— WHAT TO PRODUCE —
What lines of the data below hold the string "grey"? Copy each one.

— DATA EXTRACTS —
::::::::::
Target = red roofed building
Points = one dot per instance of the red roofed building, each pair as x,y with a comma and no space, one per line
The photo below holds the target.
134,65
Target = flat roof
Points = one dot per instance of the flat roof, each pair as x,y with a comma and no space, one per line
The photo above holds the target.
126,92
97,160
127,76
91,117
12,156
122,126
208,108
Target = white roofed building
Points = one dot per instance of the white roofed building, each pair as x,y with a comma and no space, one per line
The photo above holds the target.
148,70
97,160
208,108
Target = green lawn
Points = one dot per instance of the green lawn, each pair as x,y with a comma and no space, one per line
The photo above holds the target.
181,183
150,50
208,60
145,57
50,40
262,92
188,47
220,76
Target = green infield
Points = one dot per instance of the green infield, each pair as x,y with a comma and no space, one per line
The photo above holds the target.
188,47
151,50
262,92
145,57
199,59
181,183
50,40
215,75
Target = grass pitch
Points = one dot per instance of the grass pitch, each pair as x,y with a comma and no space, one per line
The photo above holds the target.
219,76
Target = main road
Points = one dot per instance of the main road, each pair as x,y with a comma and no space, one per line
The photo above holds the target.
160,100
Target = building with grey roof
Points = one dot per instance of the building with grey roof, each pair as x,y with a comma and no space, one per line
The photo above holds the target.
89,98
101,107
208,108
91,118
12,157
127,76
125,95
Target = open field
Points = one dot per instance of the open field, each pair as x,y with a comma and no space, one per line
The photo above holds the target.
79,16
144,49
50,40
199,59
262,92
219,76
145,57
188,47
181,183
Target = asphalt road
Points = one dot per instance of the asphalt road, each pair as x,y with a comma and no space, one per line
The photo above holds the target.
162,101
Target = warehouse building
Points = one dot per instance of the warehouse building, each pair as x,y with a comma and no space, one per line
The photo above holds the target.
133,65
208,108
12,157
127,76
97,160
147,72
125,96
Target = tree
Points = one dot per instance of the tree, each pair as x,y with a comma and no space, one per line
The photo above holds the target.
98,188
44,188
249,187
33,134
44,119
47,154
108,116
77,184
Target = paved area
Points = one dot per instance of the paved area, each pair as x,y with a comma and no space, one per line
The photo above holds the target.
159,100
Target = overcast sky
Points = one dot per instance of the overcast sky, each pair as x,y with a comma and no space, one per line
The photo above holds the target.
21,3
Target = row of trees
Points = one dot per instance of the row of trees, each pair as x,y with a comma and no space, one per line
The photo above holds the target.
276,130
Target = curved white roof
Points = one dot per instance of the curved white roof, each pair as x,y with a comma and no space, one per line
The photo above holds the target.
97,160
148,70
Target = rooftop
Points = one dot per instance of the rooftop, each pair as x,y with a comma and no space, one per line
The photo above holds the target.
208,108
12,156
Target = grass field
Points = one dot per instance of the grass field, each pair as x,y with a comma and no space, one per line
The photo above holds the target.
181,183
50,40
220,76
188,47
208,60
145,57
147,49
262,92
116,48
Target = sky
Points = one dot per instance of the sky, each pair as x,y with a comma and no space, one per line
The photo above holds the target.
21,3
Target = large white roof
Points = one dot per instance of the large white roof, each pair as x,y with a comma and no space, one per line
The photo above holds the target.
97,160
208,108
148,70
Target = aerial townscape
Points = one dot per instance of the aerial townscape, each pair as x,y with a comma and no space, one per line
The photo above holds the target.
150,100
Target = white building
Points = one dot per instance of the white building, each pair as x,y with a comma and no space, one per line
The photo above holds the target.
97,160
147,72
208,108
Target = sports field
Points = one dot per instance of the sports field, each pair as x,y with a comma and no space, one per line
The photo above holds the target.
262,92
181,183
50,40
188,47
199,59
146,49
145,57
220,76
::::::::::
— EXPECTED ANSWER —
Target = building with grey roof
Points = one dot per instance of the building with grey roof, each pair as x,y with a comma and no space, one per line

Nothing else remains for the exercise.